Archive for July 2015

In the Good Old Summertime

July 20, 2015

While summer this year in southwest Michigan has been fairly pleasant, there are still a lot of weeks left, and as anyone who has lived here long knows, if you don’t like the weather, just wait a minute. It’s good to remember that our pets can also suffer from the heat and humidity. Pets always need access to fresh water and shelter from the elements, as well as protection from fleas, ticks, and mosquitoes, and the diseases they can carry. Those are the basics, but there are also other products that can help make summer a more enjoyable time for pets. I’ve recently considered getting a cooling mat for Foo Foo, because she is often very warm even while in the house with the AC on. Some mats are gel-filled; others have crystals that do the cooling. They are supposed to stay cool for several hours, and some are activated by the pet lying on them. They can be used by dogs and cats alike.

Cooling collars can help dogs feel more comfortable in the heat. Dogs that are brachycephalic, such as the boxer, Boston terrier, bulldogs, and Shih Tzu, are especially prone to becoming overheated. Because of their pushed in faces, they can have difficulty panting (which is how dogs sweat) efficiently enough to keep them cool. A cooling collar seems perhaps a good idea to keep them from overheating. Dogs are also subject to sunburn, especially on their noses and bellies (for short-haired dogs). You can use sun block on them, but make sure it is without zinc oxide.

■ WHAT TO WORK ON: In the article on keeping pets comfortable in summer heat, echo the stretch from "Cooling collars can" through "without zinc oxide.". The records that come after this article have nothing to do with it.

Collected data entries
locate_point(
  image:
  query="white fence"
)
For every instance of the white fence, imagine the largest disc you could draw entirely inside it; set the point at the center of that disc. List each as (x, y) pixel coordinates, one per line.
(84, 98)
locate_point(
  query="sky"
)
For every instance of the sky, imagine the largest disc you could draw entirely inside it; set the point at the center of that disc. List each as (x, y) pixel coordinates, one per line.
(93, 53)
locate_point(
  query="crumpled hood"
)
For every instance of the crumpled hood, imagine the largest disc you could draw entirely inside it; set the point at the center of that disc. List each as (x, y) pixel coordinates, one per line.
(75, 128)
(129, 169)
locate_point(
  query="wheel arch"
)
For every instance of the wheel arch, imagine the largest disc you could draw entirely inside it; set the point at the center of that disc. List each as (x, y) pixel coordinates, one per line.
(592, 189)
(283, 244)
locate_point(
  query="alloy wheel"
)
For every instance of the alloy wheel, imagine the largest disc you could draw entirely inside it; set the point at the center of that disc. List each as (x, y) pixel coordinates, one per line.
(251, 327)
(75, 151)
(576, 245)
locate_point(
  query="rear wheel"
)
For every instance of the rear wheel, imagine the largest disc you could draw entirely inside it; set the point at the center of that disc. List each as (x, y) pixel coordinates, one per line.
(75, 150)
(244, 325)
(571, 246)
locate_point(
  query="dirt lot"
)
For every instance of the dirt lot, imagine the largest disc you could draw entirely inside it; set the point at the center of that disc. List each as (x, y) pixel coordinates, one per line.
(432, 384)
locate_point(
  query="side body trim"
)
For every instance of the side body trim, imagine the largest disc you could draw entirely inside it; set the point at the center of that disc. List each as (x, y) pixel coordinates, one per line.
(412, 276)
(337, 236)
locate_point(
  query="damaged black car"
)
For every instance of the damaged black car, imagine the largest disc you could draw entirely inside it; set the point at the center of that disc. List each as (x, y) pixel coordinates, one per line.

■ RESPONSE BELOW:
Cooling collars can help dogs feel more comfortable in the heat. Dogs that are brachycephalic, such as the boxer, Boston terrier, bulldogs, and Shih Tzu, are especially prone to becoming overheated. Because of their pushed in faces, they can have difficulty panting (which is how dogs sweat) efficiently enough to keep them cool. A cooling collar seems perhaps a good idea to keep them from overheating. Dogs are also subject to sunburn, especially on their noses and bellies (for short-haired dogs). You can use sun block on them, but make sure it is without zinc oxide.